● Stated goal
Reproduce all of the rows below word for word, leaving out the pictures.

═════ Dataset

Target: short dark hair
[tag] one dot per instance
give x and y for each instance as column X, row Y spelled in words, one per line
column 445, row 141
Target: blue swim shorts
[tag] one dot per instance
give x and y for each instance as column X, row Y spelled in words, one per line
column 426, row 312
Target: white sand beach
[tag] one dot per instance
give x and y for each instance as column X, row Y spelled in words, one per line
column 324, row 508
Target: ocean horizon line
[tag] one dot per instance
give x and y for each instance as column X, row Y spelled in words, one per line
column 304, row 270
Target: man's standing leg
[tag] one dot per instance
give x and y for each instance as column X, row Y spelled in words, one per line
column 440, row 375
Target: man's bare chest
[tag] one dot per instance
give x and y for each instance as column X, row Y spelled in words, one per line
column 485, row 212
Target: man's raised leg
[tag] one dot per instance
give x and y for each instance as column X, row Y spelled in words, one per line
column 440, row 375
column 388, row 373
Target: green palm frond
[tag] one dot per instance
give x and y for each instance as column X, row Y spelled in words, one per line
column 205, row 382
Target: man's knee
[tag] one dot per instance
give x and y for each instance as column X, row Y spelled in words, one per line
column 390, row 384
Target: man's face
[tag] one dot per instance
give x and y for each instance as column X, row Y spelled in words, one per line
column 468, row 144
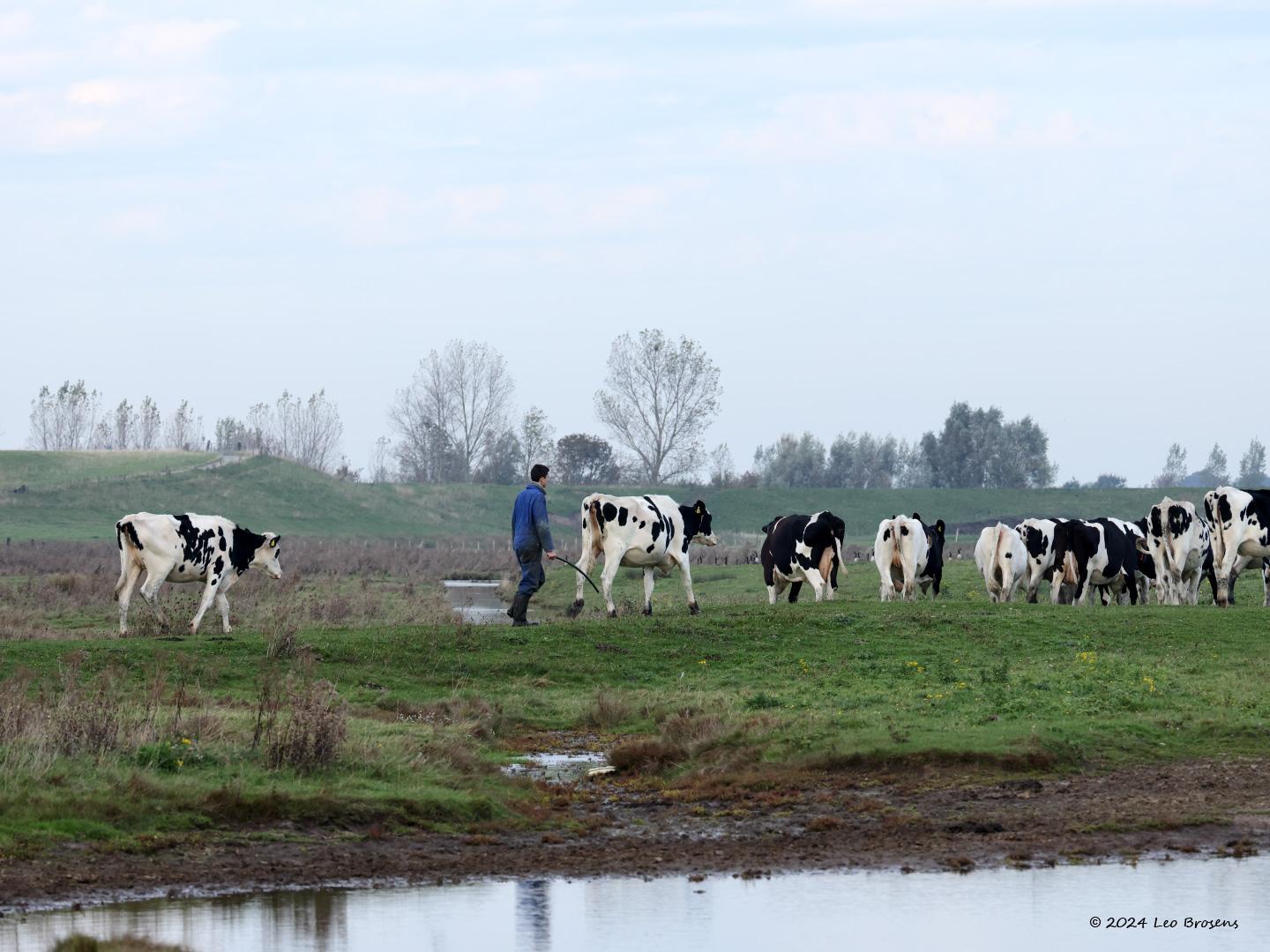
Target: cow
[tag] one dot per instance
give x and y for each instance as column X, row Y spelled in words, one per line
column 908, row 554
column 1038, row 537
column 641, row 532
column 188, row 547
column 1240, row 521
column 1095, row 553
column 802, row 548
column 1179, row 544
column 1002, row 560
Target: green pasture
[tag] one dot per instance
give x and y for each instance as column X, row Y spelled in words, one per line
column 743, row 688
column 80, row 496
column 41, row 471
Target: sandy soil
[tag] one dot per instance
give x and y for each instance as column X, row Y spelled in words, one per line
column 923, row 818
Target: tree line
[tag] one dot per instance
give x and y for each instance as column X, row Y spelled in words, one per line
column 453, row 421
column 71, row 418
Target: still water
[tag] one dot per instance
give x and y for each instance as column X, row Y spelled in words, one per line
column 476, row 602
column 1034, row 909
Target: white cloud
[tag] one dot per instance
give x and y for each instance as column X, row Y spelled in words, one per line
column 107, row 112
column 490, row 211
column 176, row 40
column 14, row 25
column 900, row 9
column 141, row 222
column 826, row 124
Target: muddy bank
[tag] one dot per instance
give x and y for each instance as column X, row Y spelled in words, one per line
column 920, row 819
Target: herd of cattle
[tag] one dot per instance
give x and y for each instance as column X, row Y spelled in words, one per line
column 1174, row 547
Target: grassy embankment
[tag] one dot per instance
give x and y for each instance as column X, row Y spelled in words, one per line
column 282, row 496
column 135, row 744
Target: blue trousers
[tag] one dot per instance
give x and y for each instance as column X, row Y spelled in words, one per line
column 533, row 576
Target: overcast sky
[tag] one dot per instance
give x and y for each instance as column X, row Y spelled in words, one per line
column 863, row 210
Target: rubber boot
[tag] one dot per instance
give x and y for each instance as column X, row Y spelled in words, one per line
column 519, row 606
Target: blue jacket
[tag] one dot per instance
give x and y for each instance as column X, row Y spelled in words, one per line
column 530, row 527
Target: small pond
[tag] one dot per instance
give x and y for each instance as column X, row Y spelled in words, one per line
column 998, row 909
column 476, row 600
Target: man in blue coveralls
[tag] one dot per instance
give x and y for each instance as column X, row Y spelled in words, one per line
column 531, row 537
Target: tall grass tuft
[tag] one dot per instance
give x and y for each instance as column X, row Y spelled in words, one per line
column 314, row 732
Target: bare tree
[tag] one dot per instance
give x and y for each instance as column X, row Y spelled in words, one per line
column 64, row 419
column 1175, row 467
column 309, row 430
column 1252, row 465
column 184, row 428
column 1217, row 469
column 101, row 435
column 537, row 441
column 147, row 424
column 124, row 426
column 660, row 400
column 452, row 412
column 380, row 453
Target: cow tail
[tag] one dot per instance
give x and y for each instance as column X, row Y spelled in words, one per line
column 126, row 556
column 998, row 562
column 596, row 521
column 1070, row 574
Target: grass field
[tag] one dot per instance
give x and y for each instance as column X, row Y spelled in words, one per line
column 141, row 743
column 41, row 471
column 282, row 496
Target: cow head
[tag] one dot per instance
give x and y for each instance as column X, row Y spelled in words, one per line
column 267, row 556
column 696, row 524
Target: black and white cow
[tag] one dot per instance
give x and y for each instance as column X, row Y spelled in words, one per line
column 802, row 548
column 1038, row 536
column 1240, row 522
column 641, row 532
column 1095, row 553
column 1177, row 541
column 908, row 554
column 1002, row 562
column 190, row 547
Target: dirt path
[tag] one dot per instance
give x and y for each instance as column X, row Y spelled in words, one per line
column 920, row 819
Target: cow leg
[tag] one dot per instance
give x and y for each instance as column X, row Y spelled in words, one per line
column 205, row 603
column 612, row 562
column 687, row 585
column 124, row 591
column 150, row 593
column 1082, row 589
column 222, row 605
column 586, row 562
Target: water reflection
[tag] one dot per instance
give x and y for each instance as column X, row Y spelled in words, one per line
column 1039, row 909
column 533, row 915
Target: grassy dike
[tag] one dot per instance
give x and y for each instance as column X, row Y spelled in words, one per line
column 430, row 710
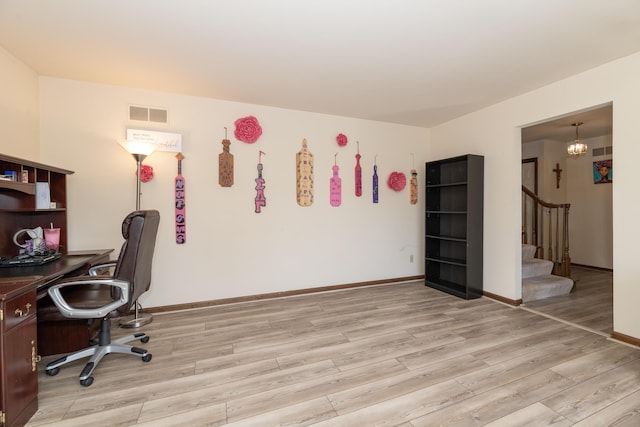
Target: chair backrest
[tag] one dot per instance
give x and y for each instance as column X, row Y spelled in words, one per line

══════════

● Reply to the exercise
Target: short dark hair
[tag] one dot per instance
give x and y for each instance as column X, row Y spelled in words, one per line
column 445, row 141
Target: blue swim shorts
[tag] one dot per instance
give x and y for each instance as column X, row Y spelled in words, one per line
column 426, row 312
Target: white sand beach
[tag] one dot per instance
give x and y for each instance as column X, row Y spelled in words, one per line
column 324, row 508
Target: ocean horizon line
[tag] one dot per instance
give x and y for each instance as column X, row Y spelled in words, one per line
column 304, row 270
Target: man's standing leg
[tag] one dot per instance
give x and y for each instance as column X, row Y spelled in words, one per line
column 440, row 375
Target: man's bare chest
[tag] one dot per instance
give x and y for each instance as column X, row Y spelled in words, one per line
column 485, row 212
Target: man's raised leg
[tag] one dot per instance
give x and y for each instance as column X, row Y spelled in words, one per line
column 440, row 375
column 388, row 373
Target: green palm frond
[tag] one dot per instance
give x and y for each instance as column X, row Y spelled in words, one per line
column 205, row 382
Target: man's knee
[tag] one dot per instance
give x and y for each instance as column X, row Y spelled in words, one per line
column 390, row 384
Target: man's face
[tag] one dot per instance
give x and y for each instance as column X, row Y spelled in words, one per line
column 468, row 144
Target: cow
[tag] one dot per instance
give x and y for each instance as column X, row Y spelled in words, one per line
column 908, row 554
column 1038, row 537
column 641, row 532
column 188, row 547
column 1240, row 521
column 1095, row 553
column 802, row 548
column 1179, row 544
column 1002, row 560
Target: green pasture
[tag] one dot per instance
give x and y for each instance as column X, row Y spelled in words, one per line
column 743, row 688
column 80, row 496
column 41, row 471
Target: sandy soil
[tag] one dot per instance
give x and y for each instance as column X, row Y spelled in words, one per line
column 923, row 818
Target: tree line
[tag] one dot per instance
give x and y for each instance as column X, row Y spelled in words, one per line
column 453, row 421
column 71, row 418
Target: still water
[tag] one dot per instance
give x and y for each instance as column X, row Y spelled in words, one per line
column 476, row 602
column 1034, row 909
Target: white cloud
[tag] one dot per instance
give x and y for each instance as column X, row Y spelled in words, one per line
column 107, row 112
column 490, row 211
column 176, row 40
column 14, row 25
column 900, row 9
column 141, row 222
column 826, row 124
Target: muddy bank
[tag] one dot per instance
give x and y for each instance as column X, row Y spelled in words, one per line
column 920, row 819
Target: herd of cattle
[tag] one dot per instance
give x and y for each instance as column X, row Y spelled in words, one per line
column 1174, row 547
Target: grassy embankment
[tag] one dot per instance
give x and y for each instance as column X, row Y spelled in words, one per line
column 282, row 496
column 135, row 744
Target: blue trousers
[tag] one dot per instance
give x and y for each instance as column X, row Y spelled in words, one per line
column 533, row 576
Target: overcast sky
[tag] one dot per instance
give x and y for each instance as column X, row Y spelled in words, one per line
column 863, row 210
Target: rubber boot
[tag] one dot per instance
give x and y for each instance as column X, row Y spelled in words, one per line
column 519, row 606
Target: blue jacket
[tag] one dot per instance
give x and y for each instance as column X, row Y spelled in words, one per line
column 530, row 527
Target: small pond
[tag] one dot per instance
give x and y for each instance as column X, row Y spelled in words, one per line
column 998, row 909
column 476, row 600
Target: man in blue coveralls
[tag] one dot per instance
give x and y for each instance as column X, row Y spelled in words, one per line
column 531, row 537
Target: tall grass tuft
[tag] one dot per instance
give x and y for each instance as column X, row Y spelled in words, one per line
column 314, row 732
Target: bare tree
[tag] one dot per instance
give x and y for each instance as column X, row Y spelled in words, one per line
column 64, row 419
column 1175, row 467
column 309, row 430
column 1252, row 465
column 184, row 428
column 1217, row 469
column 101, row 435
column 537, row 441
column 147, row 424
column 124, row 426
column 660, row 400
column 452, row 412
column 380, row 453
Target: cow tail
[tag] one dot per instance
give x and y for each instance as column X, row Y spelled in words, one per line
column 126, row 556
column 998, row 562
column 596, row 521
column 1070, row 574
Target: grass field
[tag] one dot per instance
give x and y for each instance as column X, row Y spelled in words, one per line
column 141, row 743
column 41, row 471
column 282, row 496
Target: cow head
[tag] one dot per instance
give x and y for each instance as column X, row Y spelled in words, one per line
column 267, row 556
column 696, row 524
Target: black and white cow
[tag] one dot per instance
give x and y for each instance as column X, row Y spelled in words, one per line
column 802, row 548
column 1038, row 536
column 1240, row 522
column 641, row 532
column 1095, row 553
column 1177, row 541
column 908, row 554
column 1002, row 562
column 190, row 547
Target: dirt path
[tag] one dot per instance
give x and y for each instance as column X, row Y spelled in words, one per line
column 920, row 819
Target: cow leg
[tag] one dot per instance
give x and y for each instance as column X, row Y spelled in words, one per line
column 205, row 603
column 612, row 562
column 687, row 585
column 124, row 591
column 150, row 593
column 1082, row 589
column 222, row 605
column 586, row 562
Target: water reflection
[tag] one dot per instance
give x and y for each instance as column X, row Y spelled in words, one per line
column 1039, row 909
column 533, row 915
Target: grassy dike
[tag] one dot per instance
give x and y for each instance as column X, row Y spelled in words, one per line
column 430, row 710
Target: chair backrest
[tag] one dot per instance
give x and y for each instance as column X, row Y spelled in words, one per line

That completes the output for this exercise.